* start *

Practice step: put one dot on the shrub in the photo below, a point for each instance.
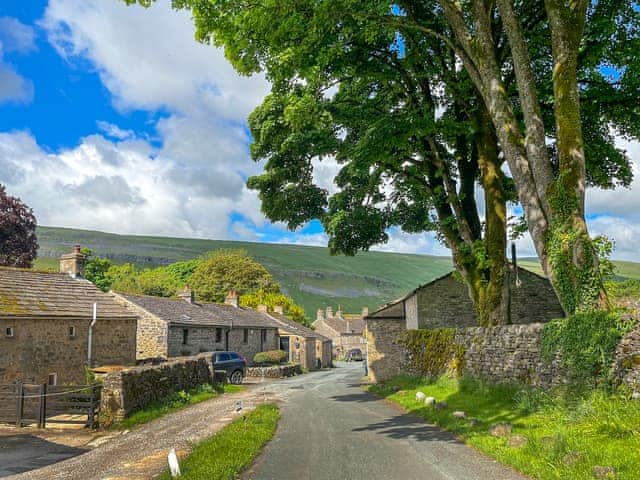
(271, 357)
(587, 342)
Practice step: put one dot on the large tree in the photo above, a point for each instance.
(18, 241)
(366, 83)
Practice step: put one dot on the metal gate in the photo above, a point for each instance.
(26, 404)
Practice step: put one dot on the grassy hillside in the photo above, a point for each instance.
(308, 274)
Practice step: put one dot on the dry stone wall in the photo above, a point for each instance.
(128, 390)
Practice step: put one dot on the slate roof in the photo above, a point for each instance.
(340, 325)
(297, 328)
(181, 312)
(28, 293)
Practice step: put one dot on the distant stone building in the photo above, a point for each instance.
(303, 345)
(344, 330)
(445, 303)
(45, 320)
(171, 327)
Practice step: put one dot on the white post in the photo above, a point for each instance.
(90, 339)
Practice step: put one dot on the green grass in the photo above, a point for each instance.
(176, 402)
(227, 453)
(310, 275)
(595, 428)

* end *

TASK DESCRIPTION
Rewrite the whole listing above, keeping every request line, and raise each coordinate in the answer points by 119. Leave out the pictures.

CORRECT RESPONSE
Practice step: put one dot on the shrub in the photo below, a point for each instance.
(390, 476)
(706, 461)
Practice step: put one dot on the large tree in the photo above, a point for each instance.
(137, 360)
(485, 202)
Practice step: put one dot on the metal gate in the photo above, a point for each instance.
(145, 523)
Practice step: put one dot on the grassy hillside in the photo above, a point for each instance.
(427, 393)
Practice step: put one dot on the dry stone wall in the photo above, a point for each instance.
(247, 509)
Practice step: put one dot on the slate roof in the photo above, a point for each instance.
(459, 444)
(416, 447)
(300, 431)
(147, 412)
Practice step: put one dot on the distant stone building in the photo above, a point for each instance.
(422, 464)
(463, 449)
(564, 422)
(164, 439)
(290, 446)
Practice step: put one dot on the white post in the photo above, a point for each instance.
(209, 458)
Practice step: put one dot on the green grass in the photo above, a point for each instance.
(295, 521)
(346, 572)
(429, 394)
(714, 547)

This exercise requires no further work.